## Activity A
Could you copy the passage about a built-in body "check engine" light word for word, starting with "Your Spleen's Due" and going on through "of that going."?
## Activity B
Can you carry on the article about a built-in body "check engine" light from the point where it stops?

## Text block
Segment Open

Avengers.... Assemble.

Your Spleen's Due For Its 5,000-Mile Oil Change

The human body is an incredible biological machine, capable of performing a countless array of tasks automatically and essentially without flaw, but there's always room for improvement. After all, there are animals that can regrow entire missing limbs or live for up to 500 years. It would be nice if we could get some of that going.

Rather than any of that cool stuff, a recent survey of 2,000 average Americans revealed that our ambitions for improving the human body are a bit more mundane. The big thing that would make our lives better and easier, according to three-fourths of Americans, would be a built-in "check engine" light in our bodies. Come on guys, starfish can literally be cut in half and not only survive, but become two starfish. Mantis shrimp can punch with a force thousands of times their own weight. If we could punch like they could, we could literally break steel with our fists. Wouldn't we rather have that?

Apparently not. Fine, we'll stick with the check engine light.

Maybe it isn't a huge surprise that we'd like the extra help in figuring out what our body needs. According to the survey, more than 60% of Americans struggle to identify when their body is trying to tell them something important, and only one-third actively checked in with their health every day. Considering about 40% said they feel tired for much of the day and nearly half reported not having a meal with fruits or vegetables in the past 3 days, perhaps a gentle reminder wouldn't be the worst thing in the world.

Segment Closed

(Spatial localization data)
Segment Open

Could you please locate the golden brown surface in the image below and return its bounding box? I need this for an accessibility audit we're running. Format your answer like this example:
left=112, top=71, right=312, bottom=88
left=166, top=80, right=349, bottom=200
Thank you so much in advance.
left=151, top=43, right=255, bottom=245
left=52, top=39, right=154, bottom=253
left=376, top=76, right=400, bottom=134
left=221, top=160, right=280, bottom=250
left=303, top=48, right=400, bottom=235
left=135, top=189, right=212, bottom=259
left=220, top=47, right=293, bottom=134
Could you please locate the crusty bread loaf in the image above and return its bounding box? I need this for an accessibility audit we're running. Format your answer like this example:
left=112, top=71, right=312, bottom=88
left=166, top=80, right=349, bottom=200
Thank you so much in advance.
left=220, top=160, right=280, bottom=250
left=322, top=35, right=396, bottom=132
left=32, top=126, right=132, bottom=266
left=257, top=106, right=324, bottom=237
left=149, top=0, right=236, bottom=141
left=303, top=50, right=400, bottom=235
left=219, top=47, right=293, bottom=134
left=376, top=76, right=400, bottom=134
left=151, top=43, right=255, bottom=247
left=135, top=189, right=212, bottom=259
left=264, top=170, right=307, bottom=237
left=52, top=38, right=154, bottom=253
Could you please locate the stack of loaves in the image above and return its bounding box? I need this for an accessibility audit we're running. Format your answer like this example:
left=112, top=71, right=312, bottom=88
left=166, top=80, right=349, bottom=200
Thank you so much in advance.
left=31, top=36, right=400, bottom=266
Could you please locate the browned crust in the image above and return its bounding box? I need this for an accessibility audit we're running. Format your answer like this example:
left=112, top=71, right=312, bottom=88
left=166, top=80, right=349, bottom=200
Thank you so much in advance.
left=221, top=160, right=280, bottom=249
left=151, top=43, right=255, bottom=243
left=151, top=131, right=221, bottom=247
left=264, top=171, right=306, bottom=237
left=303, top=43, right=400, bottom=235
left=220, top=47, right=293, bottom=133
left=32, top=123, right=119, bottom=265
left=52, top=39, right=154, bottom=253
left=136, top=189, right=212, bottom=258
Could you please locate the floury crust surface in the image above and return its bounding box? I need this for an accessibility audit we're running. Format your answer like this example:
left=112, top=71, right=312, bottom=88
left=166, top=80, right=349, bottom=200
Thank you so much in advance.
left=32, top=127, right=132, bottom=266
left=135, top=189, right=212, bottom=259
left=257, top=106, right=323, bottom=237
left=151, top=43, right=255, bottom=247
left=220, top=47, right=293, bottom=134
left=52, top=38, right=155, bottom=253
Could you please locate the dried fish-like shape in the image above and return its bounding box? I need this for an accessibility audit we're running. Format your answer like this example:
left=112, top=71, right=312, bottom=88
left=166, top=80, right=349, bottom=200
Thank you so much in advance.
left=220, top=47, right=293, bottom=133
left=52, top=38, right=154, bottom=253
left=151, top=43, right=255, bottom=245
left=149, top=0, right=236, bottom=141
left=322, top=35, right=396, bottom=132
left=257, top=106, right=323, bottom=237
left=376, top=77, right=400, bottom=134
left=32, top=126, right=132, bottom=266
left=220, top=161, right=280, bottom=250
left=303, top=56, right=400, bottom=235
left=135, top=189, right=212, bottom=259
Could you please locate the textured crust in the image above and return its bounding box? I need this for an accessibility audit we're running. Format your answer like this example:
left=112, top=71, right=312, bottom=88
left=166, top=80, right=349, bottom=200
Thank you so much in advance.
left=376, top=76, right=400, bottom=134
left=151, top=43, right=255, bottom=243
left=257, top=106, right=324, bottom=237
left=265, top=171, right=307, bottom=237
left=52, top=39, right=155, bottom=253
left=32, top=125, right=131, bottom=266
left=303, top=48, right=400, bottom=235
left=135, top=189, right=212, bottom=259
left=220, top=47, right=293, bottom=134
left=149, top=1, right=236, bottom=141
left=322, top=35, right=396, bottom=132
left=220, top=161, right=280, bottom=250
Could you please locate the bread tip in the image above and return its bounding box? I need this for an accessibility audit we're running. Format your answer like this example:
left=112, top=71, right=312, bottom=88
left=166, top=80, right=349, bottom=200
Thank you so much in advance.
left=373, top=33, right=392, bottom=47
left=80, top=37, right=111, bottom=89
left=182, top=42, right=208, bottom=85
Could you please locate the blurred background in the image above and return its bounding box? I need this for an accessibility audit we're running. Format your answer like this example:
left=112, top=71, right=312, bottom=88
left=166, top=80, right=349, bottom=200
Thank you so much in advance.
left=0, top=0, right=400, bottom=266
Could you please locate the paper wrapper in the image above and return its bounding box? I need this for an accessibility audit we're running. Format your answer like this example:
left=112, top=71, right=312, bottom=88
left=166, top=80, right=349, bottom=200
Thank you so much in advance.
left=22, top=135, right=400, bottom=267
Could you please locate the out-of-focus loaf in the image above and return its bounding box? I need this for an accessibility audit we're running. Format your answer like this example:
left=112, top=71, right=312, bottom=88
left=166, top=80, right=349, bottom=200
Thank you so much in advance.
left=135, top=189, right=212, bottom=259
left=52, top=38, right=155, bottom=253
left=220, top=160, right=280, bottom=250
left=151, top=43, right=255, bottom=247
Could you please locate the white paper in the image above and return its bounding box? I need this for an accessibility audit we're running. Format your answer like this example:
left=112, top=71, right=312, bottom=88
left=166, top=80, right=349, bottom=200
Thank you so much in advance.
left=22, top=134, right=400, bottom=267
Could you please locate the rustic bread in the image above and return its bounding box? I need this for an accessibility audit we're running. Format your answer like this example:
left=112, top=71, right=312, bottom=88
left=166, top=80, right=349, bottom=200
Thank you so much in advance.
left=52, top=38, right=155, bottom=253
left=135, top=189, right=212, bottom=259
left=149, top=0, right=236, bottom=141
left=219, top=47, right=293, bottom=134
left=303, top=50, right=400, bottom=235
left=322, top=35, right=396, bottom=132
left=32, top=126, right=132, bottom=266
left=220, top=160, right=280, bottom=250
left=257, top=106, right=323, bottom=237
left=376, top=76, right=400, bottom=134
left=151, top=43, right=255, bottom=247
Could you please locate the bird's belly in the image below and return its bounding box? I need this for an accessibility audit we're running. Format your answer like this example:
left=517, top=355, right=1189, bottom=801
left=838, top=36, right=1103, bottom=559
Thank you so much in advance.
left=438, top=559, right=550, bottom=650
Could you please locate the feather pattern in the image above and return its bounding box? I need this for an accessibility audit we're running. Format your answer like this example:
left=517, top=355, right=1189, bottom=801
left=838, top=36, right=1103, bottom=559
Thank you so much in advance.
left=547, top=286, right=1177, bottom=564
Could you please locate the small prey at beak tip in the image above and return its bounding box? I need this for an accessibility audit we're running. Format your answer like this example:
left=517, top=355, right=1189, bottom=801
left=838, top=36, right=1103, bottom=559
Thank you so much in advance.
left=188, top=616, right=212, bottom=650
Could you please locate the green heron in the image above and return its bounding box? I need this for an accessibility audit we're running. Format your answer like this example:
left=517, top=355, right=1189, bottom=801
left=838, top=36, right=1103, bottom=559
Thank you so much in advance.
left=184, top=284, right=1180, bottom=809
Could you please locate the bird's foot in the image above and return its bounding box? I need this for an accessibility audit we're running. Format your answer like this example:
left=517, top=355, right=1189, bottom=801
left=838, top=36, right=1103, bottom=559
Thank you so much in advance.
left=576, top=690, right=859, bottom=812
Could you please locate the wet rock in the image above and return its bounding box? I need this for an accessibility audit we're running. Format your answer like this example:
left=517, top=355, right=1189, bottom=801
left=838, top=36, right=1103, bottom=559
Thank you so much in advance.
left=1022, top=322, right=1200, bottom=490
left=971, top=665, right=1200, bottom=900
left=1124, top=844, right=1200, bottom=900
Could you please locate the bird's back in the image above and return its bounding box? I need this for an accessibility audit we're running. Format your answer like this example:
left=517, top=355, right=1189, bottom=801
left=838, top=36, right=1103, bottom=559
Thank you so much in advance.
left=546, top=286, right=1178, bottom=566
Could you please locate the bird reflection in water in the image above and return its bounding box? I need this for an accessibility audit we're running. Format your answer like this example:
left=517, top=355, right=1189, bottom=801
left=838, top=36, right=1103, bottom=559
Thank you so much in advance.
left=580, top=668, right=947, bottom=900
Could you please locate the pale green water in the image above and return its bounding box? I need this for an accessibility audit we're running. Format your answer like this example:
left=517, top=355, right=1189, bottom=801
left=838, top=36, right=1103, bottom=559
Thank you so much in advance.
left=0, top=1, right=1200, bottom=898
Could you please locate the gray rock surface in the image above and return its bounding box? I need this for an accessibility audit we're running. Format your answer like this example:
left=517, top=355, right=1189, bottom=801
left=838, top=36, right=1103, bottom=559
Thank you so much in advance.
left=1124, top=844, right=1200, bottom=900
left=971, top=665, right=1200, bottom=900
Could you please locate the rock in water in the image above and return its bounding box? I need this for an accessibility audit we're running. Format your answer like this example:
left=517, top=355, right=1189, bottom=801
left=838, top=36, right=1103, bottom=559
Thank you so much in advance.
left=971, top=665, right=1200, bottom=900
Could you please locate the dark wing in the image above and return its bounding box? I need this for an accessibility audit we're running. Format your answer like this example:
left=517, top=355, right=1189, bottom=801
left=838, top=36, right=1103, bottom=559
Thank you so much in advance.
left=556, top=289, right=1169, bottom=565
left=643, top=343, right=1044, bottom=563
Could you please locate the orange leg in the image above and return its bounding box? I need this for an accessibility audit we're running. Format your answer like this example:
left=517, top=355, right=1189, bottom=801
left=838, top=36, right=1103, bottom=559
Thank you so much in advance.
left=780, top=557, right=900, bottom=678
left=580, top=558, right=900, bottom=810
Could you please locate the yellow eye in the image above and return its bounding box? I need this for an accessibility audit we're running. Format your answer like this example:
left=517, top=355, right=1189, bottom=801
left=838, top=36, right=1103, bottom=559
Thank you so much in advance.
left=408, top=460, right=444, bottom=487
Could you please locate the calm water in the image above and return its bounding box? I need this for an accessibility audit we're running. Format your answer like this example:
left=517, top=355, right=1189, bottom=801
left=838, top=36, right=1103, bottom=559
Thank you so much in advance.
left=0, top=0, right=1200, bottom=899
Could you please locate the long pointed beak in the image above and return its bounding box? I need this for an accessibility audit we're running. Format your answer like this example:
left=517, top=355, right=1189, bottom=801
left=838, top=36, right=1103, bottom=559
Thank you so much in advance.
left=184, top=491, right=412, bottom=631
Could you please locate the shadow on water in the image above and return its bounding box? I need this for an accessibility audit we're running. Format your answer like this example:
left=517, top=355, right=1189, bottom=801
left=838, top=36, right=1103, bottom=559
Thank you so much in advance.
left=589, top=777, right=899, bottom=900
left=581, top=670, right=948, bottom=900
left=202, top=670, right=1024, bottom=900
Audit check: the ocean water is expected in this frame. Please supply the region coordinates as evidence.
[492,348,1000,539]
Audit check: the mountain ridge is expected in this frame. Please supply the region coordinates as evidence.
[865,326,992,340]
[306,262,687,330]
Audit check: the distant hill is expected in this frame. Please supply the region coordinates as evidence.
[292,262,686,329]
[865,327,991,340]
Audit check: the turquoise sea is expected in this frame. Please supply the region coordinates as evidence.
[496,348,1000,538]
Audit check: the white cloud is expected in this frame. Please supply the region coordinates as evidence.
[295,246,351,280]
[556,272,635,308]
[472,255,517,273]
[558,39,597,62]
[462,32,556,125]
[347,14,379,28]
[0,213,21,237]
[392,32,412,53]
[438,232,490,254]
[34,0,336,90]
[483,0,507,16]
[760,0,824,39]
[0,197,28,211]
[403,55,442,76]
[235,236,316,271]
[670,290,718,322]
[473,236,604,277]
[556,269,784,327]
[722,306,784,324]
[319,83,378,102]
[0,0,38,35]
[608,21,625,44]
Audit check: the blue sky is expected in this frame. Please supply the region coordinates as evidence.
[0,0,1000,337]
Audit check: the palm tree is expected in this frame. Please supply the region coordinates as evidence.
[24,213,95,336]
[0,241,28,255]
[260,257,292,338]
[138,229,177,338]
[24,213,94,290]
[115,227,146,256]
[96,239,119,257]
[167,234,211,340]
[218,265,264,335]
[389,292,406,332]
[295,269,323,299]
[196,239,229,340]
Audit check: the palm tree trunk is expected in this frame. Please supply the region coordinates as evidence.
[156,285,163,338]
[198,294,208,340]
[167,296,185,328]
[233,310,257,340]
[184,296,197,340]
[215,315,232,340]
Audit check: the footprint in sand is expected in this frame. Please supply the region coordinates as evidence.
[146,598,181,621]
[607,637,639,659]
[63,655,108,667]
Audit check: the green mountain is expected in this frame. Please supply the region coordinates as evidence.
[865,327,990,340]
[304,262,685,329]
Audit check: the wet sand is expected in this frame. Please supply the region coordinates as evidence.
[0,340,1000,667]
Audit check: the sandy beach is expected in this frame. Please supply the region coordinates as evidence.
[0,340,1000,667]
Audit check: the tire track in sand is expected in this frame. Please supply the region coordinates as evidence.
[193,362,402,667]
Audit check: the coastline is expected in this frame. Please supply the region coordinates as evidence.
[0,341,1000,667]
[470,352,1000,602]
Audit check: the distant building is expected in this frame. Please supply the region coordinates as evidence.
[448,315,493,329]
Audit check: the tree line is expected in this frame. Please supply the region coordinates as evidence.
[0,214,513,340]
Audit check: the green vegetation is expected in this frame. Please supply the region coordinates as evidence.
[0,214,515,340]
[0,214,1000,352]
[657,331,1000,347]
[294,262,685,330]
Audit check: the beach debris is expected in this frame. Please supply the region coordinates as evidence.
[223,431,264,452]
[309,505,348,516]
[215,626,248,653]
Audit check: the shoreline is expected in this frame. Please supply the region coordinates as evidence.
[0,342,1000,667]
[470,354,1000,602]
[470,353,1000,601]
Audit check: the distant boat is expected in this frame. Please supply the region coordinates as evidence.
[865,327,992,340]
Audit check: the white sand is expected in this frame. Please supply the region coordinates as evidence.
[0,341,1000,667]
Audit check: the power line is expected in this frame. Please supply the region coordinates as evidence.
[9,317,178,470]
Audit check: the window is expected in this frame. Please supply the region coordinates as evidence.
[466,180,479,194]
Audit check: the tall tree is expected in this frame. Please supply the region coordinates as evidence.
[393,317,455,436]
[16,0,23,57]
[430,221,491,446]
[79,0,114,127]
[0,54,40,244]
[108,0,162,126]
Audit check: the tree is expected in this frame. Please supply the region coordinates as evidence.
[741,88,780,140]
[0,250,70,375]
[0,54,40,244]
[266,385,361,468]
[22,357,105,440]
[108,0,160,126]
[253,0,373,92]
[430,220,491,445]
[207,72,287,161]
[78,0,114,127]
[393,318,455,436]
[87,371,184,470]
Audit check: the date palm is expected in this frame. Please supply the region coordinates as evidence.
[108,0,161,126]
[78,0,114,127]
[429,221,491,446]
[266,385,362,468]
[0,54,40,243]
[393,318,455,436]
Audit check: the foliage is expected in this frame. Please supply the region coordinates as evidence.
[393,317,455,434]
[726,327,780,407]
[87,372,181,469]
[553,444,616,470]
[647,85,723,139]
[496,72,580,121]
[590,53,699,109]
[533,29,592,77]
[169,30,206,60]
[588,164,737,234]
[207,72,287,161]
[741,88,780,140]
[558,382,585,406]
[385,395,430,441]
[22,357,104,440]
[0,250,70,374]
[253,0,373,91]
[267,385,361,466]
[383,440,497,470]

Segment Closed

## Answer space A
Your Spleen's Due For Its 5,000-Mile Oil Change

The human body is an incredible biological machine, capable of performing a countless array of tasks automatically and essentially without flaw, but there's always room for improvement. After all, there are animals that can regrow entire missing limbs or live for up to 500 years. It would be nice if we could get some of that going.

## Answer space B
So, if we did have a built-in check engine light, what would we use it for? A majority said they'd like to be reminded to drink a glass of water, with 45% saying they wanted to know when to take a nap. Feeling thirsty or tired isn't quite enough, it seems.

Of course, the technology certainly exists to make the human check engine light a reality. An implanted microchip could absolutely tell us to drink a glass of water, but that would put our health in the hands of tech companies, and you just know Meta and Elon Muskrat wouldn't pass up the chance for monetization. "Oh, sorry, we could have notified the hospital that you were about to have a heart attack, but you didn't pay your life subscription this month."

Sext Offenders Show More Than Their, Well, You Know

As we have become more and more attached to our phones, especially post-pandemic, it's no surprise that sexting — sending sexually explicit images and messages with those phones — has become a fairly common way for people to sexually communicate. And with dating apps just another venture in the dating landscape, regardless of age, sexting is an easy avenue to incite a mood without being physically present.

A recent study, though, has linked sexting with anxiety, sleep issues, depression, and compulsive sexual behaviors. Yikes.

Although the researchers noted that sexting was primarily reciprocal (sending and receiving), "over 50% of adults report sending a sext, while women are up to four times more likely than men to report having received nonconsensual sexts," said Brenda K. Wiederhold, PhD, editor-in-chief of Cyberpsychology, Behavior, and Social Networking, which published the study, in which Dr. Wiederhold was not involved.

Among the 2,160 US college students who were involved, participants who had only sent sexts reported more anxiety, depression, and sleep problems than other groups (no sexting, received only, reciprocal). There was also a possible connection between sexting, marijuana use, and compulsive sexual behavior, the investigators said in a written statement.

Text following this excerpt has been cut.